节选原文
■ ■ ■

# pypdf 如何解析 PDF 文件

pypdf 使用 {class}`~pypdf.PdfReader` 来解析 PDF 文件。方法 {py:meth}`PdfReader.read <pypdf.PdfReader.read>` 展示了解析的基本结构：

1. **查找并读取交叉引用表 (xref) 和尾部 (trailer)**：  
   交叉引用表 (xref table) 是一个包含字节偏移量的表，用于指示文件中对象的位置。尾部 (trailer) 提供了附加信息，例如根对象 (Catalog) 和包含元数据的 Info 对象。

2. **解析对象**：  
   在定位到 xref 表和尾部之后，pypdf 继续解析 PDF 中的对象。PDF 中的对象可以是多种类型，例如字典 (dictionaries)、数组 (arrays)、流 (streams) 和简单数据类型（如整数、字符串）。pypdf 解析这些对象并将其存储在 {py:meth}`PdfReader.resolved_objects <pypdf.PdfReader.resolved_objects>` 中，并通过 {py:meth}`cache_indirect_object <pypdf.PdfReader.cache_indirect_object>` 进行填充。

■ ■ ■

数据条目
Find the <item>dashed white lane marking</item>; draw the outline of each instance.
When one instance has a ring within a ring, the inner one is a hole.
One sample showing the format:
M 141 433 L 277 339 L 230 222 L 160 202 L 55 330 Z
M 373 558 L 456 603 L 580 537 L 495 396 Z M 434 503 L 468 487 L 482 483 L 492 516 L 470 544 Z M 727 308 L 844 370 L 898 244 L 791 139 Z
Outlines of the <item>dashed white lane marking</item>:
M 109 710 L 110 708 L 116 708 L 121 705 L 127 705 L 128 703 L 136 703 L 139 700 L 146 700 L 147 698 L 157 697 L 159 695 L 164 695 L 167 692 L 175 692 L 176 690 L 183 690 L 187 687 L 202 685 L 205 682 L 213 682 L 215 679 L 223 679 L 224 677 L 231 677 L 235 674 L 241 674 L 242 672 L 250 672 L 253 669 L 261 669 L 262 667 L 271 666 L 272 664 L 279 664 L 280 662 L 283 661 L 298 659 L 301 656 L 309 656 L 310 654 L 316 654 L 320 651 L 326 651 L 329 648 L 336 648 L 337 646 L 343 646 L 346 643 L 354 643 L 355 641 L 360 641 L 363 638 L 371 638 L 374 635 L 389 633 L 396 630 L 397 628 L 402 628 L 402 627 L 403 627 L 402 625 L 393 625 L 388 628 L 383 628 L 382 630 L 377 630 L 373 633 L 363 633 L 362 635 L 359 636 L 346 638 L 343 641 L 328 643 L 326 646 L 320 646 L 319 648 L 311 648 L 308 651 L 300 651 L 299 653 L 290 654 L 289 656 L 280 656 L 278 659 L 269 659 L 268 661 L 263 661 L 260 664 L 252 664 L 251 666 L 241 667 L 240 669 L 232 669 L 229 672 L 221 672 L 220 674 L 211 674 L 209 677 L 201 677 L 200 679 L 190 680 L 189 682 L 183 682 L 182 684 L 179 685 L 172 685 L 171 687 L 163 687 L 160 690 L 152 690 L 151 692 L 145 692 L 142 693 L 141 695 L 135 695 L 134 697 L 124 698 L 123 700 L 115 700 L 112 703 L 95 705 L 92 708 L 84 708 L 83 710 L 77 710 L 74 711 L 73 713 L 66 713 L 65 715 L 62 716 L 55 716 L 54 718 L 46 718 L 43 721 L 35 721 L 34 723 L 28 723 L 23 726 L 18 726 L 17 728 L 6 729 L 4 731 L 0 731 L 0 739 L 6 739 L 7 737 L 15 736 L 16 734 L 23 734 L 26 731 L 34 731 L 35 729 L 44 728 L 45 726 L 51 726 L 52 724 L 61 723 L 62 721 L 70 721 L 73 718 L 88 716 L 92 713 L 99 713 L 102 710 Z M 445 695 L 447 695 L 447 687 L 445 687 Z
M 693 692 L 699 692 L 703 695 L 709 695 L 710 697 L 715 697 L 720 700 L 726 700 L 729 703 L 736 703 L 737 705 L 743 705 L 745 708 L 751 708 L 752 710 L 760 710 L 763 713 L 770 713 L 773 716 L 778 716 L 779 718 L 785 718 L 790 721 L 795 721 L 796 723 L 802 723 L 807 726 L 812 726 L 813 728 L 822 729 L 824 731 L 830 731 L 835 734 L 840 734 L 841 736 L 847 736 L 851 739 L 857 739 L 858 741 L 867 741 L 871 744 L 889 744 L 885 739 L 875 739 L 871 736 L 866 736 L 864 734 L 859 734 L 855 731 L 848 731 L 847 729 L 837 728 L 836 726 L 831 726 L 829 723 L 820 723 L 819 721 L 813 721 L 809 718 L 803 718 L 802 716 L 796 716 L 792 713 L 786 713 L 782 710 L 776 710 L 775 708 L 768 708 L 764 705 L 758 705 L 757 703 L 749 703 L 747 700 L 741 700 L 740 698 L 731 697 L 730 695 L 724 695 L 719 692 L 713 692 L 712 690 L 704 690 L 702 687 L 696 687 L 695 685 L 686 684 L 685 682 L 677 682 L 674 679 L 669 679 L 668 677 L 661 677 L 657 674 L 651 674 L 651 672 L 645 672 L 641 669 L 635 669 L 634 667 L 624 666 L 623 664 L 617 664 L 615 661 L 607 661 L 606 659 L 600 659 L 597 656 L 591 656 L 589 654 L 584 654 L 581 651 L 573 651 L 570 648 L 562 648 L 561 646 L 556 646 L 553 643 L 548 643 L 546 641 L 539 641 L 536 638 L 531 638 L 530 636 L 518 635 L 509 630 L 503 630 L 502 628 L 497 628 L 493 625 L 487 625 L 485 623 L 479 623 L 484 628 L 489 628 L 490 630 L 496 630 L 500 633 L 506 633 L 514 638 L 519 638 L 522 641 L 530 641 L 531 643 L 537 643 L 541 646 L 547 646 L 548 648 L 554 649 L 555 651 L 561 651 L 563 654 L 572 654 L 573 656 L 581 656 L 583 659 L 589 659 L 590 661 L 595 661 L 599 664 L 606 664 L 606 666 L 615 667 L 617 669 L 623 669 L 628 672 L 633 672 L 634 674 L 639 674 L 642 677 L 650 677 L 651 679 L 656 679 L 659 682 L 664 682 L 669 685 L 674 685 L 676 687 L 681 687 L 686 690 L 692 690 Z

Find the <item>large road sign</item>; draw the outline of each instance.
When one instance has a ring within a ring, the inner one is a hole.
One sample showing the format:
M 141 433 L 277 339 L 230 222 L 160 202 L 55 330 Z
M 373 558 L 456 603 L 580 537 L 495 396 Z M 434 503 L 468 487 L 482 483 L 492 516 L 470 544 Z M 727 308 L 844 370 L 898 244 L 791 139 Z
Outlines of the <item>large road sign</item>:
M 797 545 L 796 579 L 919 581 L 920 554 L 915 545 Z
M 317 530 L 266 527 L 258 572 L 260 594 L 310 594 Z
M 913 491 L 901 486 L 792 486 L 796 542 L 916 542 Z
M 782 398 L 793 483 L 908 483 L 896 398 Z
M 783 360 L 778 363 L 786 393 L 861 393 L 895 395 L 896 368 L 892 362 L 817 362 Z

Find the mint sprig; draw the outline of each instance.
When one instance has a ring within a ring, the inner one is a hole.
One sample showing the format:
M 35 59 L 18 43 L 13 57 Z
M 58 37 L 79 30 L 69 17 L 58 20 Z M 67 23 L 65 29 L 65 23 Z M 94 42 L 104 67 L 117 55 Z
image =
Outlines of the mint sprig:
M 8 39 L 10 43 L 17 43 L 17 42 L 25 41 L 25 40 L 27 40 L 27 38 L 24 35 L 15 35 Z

■ ■ ■

你的任务
#1 根据关于 pypdf 解析 PDF 的文字，交叉引用表起什么作用？用一到三句话回答。
#2 请接着关于 pypdf 解析 PDF 的文字续写下去。

结果
#1 交叉引用表是一个包含字节偏移量的表，用来指示文件中各个对象的位置。

#2
3. **解码内容流**：  
   PDF 的内容通常存储在**内容流**中，这些流是 PDF 操作符和操作数的序列。pypdf 通过应用流字典中指定的过滤器（例如 `FlateDecode`、`LZWDecode`）来解码这些内容流。仅当对象通过 {py:meth}`PdfReader.get_object <pypdf.PdfReader.get_object>` 请求时，才会进行此解码，该方法使用 `PdfReader._get_object_from_stream` 方法。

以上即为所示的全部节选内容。